◆ Task instructions
Pull every line containing "vent" out of the listing below.

◆ Data

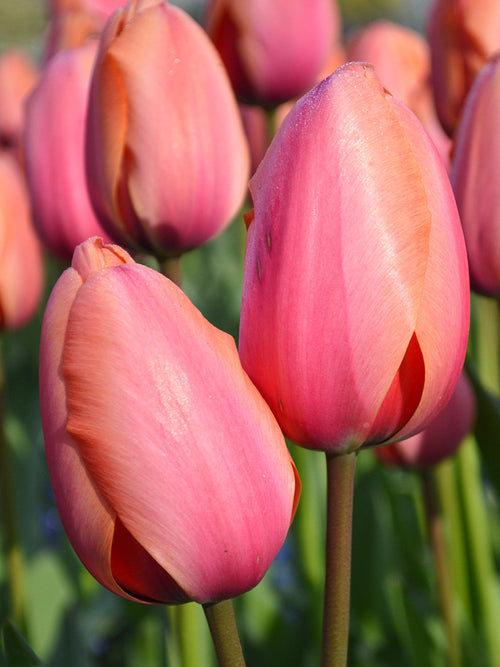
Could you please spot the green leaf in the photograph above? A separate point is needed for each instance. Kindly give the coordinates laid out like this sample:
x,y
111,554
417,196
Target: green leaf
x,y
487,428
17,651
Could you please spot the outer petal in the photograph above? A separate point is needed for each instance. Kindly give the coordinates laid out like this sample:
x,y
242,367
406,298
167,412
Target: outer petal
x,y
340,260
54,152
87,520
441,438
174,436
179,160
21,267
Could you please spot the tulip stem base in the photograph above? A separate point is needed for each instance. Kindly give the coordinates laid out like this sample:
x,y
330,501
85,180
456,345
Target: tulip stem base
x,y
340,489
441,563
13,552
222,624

...

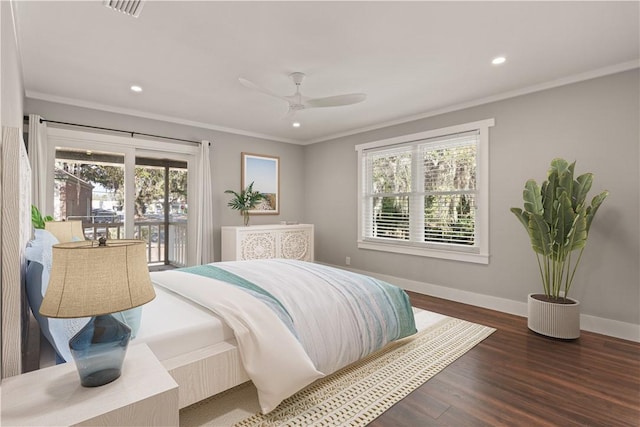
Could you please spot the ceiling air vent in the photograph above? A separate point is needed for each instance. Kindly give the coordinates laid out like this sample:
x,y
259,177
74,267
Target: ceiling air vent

---

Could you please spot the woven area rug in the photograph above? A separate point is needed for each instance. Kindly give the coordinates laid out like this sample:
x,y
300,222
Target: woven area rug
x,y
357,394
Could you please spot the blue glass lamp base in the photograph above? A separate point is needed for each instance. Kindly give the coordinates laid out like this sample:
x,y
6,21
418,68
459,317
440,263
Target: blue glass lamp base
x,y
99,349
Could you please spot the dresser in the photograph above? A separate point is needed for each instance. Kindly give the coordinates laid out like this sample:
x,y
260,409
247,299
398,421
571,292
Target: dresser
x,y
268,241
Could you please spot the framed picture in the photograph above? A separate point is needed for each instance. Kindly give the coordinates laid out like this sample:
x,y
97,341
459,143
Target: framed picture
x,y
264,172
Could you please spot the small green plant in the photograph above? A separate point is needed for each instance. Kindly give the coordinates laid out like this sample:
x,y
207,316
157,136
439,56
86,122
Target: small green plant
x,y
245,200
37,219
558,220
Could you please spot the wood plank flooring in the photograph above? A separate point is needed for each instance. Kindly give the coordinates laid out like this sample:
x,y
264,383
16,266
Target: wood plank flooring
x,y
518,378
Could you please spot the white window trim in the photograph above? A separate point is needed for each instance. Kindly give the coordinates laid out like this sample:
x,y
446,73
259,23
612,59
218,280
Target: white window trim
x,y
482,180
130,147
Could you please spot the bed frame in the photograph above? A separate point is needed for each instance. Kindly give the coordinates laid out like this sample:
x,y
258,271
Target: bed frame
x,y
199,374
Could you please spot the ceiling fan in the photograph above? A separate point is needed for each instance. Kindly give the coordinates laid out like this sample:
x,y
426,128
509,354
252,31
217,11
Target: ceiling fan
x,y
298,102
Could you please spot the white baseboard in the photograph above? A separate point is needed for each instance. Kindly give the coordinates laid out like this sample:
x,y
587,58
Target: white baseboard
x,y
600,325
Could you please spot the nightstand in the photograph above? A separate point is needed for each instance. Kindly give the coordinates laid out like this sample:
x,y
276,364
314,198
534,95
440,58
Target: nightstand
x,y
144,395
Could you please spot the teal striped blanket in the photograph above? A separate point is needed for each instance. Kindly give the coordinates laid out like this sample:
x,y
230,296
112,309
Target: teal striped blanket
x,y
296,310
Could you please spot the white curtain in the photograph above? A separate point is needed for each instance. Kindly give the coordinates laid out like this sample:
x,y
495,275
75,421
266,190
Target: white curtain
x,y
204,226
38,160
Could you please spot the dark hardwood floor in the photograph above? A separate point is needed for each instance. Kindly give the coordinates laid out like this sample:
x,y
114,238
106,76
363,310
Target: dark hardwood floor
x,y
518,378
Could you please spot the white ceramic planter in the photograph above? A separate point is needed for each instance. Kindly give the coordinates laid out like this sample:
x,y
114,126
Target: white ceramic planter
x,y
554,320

◆ Written response
Could you please spot the ceiling air vent in the photograph above? A separate point is needed for each instance. Kindly give the coordinates laid out like this sample:
Target: ceiling air vent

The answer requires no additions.